*Exercise:* Repeat exactly the lines running from the first line of the data to the line containing "314L507 341L512 338L513", both ends included, and nothing else; drop the pictures.

*Material provided:*
########################################
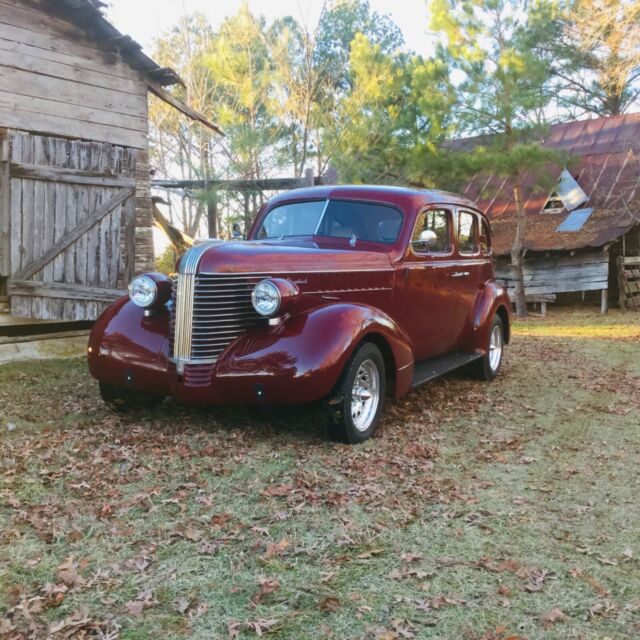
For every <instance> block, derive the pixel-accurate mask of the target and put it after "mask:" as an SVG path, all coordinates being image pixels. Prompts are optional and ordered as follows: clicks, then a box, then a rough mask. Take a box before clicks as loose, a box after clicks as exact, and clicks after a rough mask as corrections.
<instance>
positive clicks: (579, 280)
mask: <svg viewBox="0 0 640 640" xmlns="http://www.w3.org/2000/svg"><path fill="white" fill-rule="evenodd" d="M523 267H524V285H525V292H526V294H527V295H528V296H544V295H550V294H557V293H567V292H573V291H597V290H602V289H607V288H608V281H609V254H608V253H606V252H604V251H601V250H593V251H588V252H581V253H575V254H574V255H570V253H569V252H555V253H553V254H551V255H545V254H528V255H527V257H526V258H525V260H524V265H523ZM496 278H497V279H498V280H499V281H503V282H504V283H505V284H506V285H507V288H508V290H509V295H510V296H512V297H513V289H514V283H515V271H514V269H513V267H512V266H511V265H510V264H509V262H508V260H507V259H506V258H498V261H497V263H496Z"/></svg>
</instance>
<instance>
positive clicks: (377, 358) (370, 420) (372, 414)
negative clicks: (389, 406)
mask: <svg viewBox="0 0 640 640" xmlns="http://www.w3.org/2000/svg"><path fill="white" fill-rule="evenodd" d="M385 389H386V375H385V366H384V358H383V357H382V354H381V353H380V349H378V347H376V345H374V344H372V343H370V342H367V343H365V344H363V345H362V346H361V347H360V348H359V349H358V350H357V351H356V352H355V354H354V355H353V357H352V358H351V360H350V361H349V363H348V364H347V366H346V367H345V369H344V372H343V373H342V376H341V378H340V381H339V382H338V385H337V387H336V392H335V393H334V395H333V397H332V398H331V399H330V400H329V429H328V430H329V435H330V436H331V437H332V438H333V439H334V440H338V441H340V442H346V443H347V444H358V443H360V442H364V441H365V440H368V439H369V438H370V437H371V436H372V435H373V434H374V433H375V431H376V429H377V428H378V424H379V422H380V416H381V415H382V410H383V408H384V398H385Z"/></svg>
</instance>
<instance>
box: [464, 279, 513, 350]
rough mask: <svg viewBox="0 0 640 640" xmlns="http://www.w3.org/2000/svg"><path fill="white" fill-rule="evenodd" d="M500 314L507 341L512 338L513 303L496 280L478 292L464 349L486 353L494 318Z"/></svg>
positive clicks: (467, 331) (484, 287)
mask: <svg viewBox="0 0 640 640" xmlns="http://www.w3.org/2000/svg"><path fill="white" fill-rule="evenodd" d="M497 313H499V314H500V317H501V318H502V322H503V325H504V334H505V341H506V342H509V339H510V336H511V302H510V300H509V296H508V295H507V292H506V290H505V288H504V287H502V286H501V285H499V284H498V283H497V282H495V281H494V280H489V281H488V282H486V283H485V284H484V285H483V286H482V287H481V288H480V290H479V291H478V294H477V295H476V299H475V301H474V304H473V308H472V313H471V323H472V325H471V327H469V329H470V330H469V331H467V332H466V334H467V335H468V336H469V339H468V342H467V344H466V345H464V347H465V348H466V349H467V350H469V351H475V352H478V353H484V352H485V351H486V348H487V344H488V343H489V331H490V329H491V322H492V321H493V318H494V316H495V315H496V314H497Z"/></svg>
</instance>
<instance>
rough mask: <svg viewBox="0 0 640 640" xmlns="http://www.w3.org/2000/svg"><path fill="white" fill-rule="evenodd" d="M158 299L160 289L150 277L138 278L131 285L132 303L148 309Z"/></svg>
mask: <svg viewBox="0 0 640 640" xmlns="http://www.w3.org/2000/svg"><path fill="white" fill-rule="evenodd" d="M157 297H158V287H157V286H156V283H155V282H154V281H153V279H152V278H150V277H149V276H138V277H137V278H134V279H133V280H132V281H131V284H130V285H129V298H131V302H133V303H134V304H137V305H138V306H139V307H142V308H143V309H146V308H148V307H150V306H151V305H152V304H153V303H154V302H155V301H156V298H157Z"/></svg>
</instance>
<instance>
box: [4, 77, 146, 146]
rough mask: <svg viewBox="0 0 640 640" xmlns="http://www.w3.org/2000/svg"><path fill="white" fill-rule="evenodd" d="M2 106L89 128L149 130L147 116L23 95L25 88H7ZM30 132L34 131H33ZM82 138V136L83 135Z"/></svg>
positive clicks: (49, 97) (55, 96)
mask: <svg viewBox="0 0 640 640" xmlns="http://www.w3.org/2000/svg"><path fill="white" fill-rule="evenodd" d="M82 86H84V87H85V91H86V92H87V93H91V92H92V91H93V88H92V87H90V86H88V85H82ZM0 107H2V108H4V109H14V110H16V111H20V112H23V111H24V112H26V113H29V114H31V113H37V114H40V115H42V116H49V118H62V119H64V120H67V121H77V122H80V123H87V124H89V125H103V126H107V127H116V128H118V129H126V130H131V131H136V132H138V133H145V132H146V130H147V119H146V117H141V116H134V115H129V114H126V113H124V114H123V113H119V112H118V111H115V110H113V109H99V108H96V107H92V106H87V105H82V104H80V105H78V104H71V103H69V102H65V101H60V100H58V99H57V96H56V94H46V95H44V96H43V95H40V96H34V95H23V93H22V90H21V89H18V88H16V89H11V88H8V87H3V89H2V93H0ZM30 130H34V129H33V128H31V129H30ZM78 137H81V136H80V135H79V136H78Z"/></svg>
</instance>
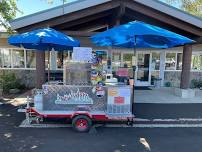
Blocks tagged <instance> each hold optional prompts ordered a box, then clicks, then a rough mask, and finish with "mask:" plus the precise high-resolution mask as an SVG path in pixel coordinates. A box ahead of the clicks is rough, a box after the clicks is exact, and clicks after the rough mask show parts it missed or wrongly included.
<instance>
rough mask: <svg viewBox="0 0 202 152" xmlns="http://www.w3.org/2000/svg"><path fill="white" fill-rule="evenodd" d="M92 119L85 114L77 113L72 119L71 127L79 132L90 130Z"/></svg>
mask: <svg viewBox="0 0 202 152" xmlns="http://www.w3.org/2000/svg"><path fill="white" fill-rule="evenodd" d="M91 125H92V120H91V119H90V118H89V117H88V116H85V115H78V116H76V117H74V118H73V120H72V127H73V128H74V130H76V131H79V132H87V131H89V130H90V127H91Z"/></svg>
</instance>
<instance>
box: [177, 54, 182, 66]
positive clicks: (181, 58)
mask: <svg viewBox="0 0 202 152" xmlns="http://www.w3.org/2000/svg"><path fill="white" fill-rule="evenodd" d="M176 69H177V70H182V53H177V66H176Z"/></svg>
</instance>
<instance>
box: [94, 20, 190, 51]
mask: <svg viewBox="0 0 202 152" xmlns="http://www.w3.org/2000/svg"><path fill="white" fill-rule="evenodd" d="M91 40H92V42H93V43H95V44H96V45H97V46H115V47H126V48H134V47H135V48H171V47H174V46H178V45H184V44H186V43H192V42H193V40H191V39H189V38H187V37H184V36H182V35H179V34H176V33H174V32H171V31H168V30H165V29H163V28H160V27H157V26H153V25H150V24H146V23H144V22H140V21H133V22H129V23H127V24H124V25H120V26H117V27H114V28H112V29H109V30H107V31H105V32H102V33H99V34H96V35H94V36H92V37H91Z"/></svg>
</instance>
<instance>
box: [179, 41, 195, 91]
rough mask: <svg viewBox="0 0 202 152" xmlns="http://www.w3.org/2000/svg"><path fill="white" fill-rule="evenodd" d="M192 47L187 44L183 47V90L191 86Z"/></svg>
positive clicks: (182, 69) (184, 45)
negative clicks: (189, 84) (191, 62)
mask: <svg viewBox="0 0 202 152" xmlns="http://www.w3.org/2000/svg"><path fill="white" fill-rule="evenodd" d="M191 58H192V45H189V44H186V45H184V47H183V57H182V72H181V82H180V88H181V89H188V88H189V84H190V71H191Z"/></svg>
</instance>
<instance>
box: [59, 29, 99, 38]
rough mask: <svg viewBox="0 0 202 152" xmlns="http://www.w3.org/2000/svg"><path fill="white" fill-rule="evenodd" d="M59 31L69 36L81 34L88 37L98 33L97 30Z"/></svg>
########################################
*Response below:*
For every <instance> block, derive the pixel-accurate mask of the target and put it after "mask:" as an SVG path, all coordinates being image pixels. Prompts are optional and ordered as follows: clicks, then a box, then a rough mask. Take a box before clicks as loose, a box after clicks as exact, and clicks after a rough mask as corrections.
<instance>
positive clicks: (579, 280)
mask: <svg viewBox="0 0 640 640" xmlns="http://www.w3.org/2000/svg"><path fill="white" fill-rule="evenodd" d="M523 267H524V285H525V292H526V294H527V295H528V296H544V295H550V294H557V293H567V292H573V291H597V290H602V289H607V288H608V281H609V254H608V253H606V252H604V251H601V250H593V251H588V252H581V253H575V254H574V255H570V253H569V252H555V253H553V254H551V255H545V254H528V255H527V257H526V258H525V260H524V265H523ZM496 278H497V279H498V280H499V281H503V282H504V283H505V284H506V285H507V288H508V290H509V295H510V296H512V297H513V289H514V283H515V271H514V269H513V267H512V266H511V265H510V264H509V262H508V260H507V259H506V258H498V261H497V263H496Z"/></svg>
</instance>
<instance>
positive clicks: (377, 358) (370, 420) (372, 414)
negative clicks: (389, 406)
mask: <svg viewBox="0 0 640 640" xmlns="http://www.w3.org/2000/svg"><path fill="white" fill-rule="evenodd" d="M385 389H386V375H385V366H384V358H383V357H382V354H381V353H380V349H378V347H376V345H374V344H372V343H370V342H367V343H365V344H363V345H362V346H361V347H360V348H359V349H358V350H357V351H356V352H355V354H354V355H353V357H352V358H351V360H350V361H349V363H348V364H347V366H346V367H345V369H344V372H343V373H342V376H341V378H340V381H339V382H338V385H337V387H336V392H335V393H334V395H333V397H332V398H331V399H330V400H329V429H328V430H329V435H330V436H331V437H332V438H333V439H334V440H338V441H340V442H346V443H347V444H358V443H360V442H364V441H365V440H368V439H369V438H370V437H371V436H372V435H373V434H374V433H375V431H376V429H377V428H378V424H379V422H380V416H381V415H382V410H383V408H384V398H385Z"/></svg>
</instance>
<instance>
box: [464, 279, 513, 350]
rough mask: <svg viewBox="0 0 640 640" xmlns="http://www.w3.org/2000/svg"><path fill="white" fill-rule="evenodd" d="M500 314L507 341L512 338L513 303L496 280L478 292L464 349L486 353L494 318Z"/></svg>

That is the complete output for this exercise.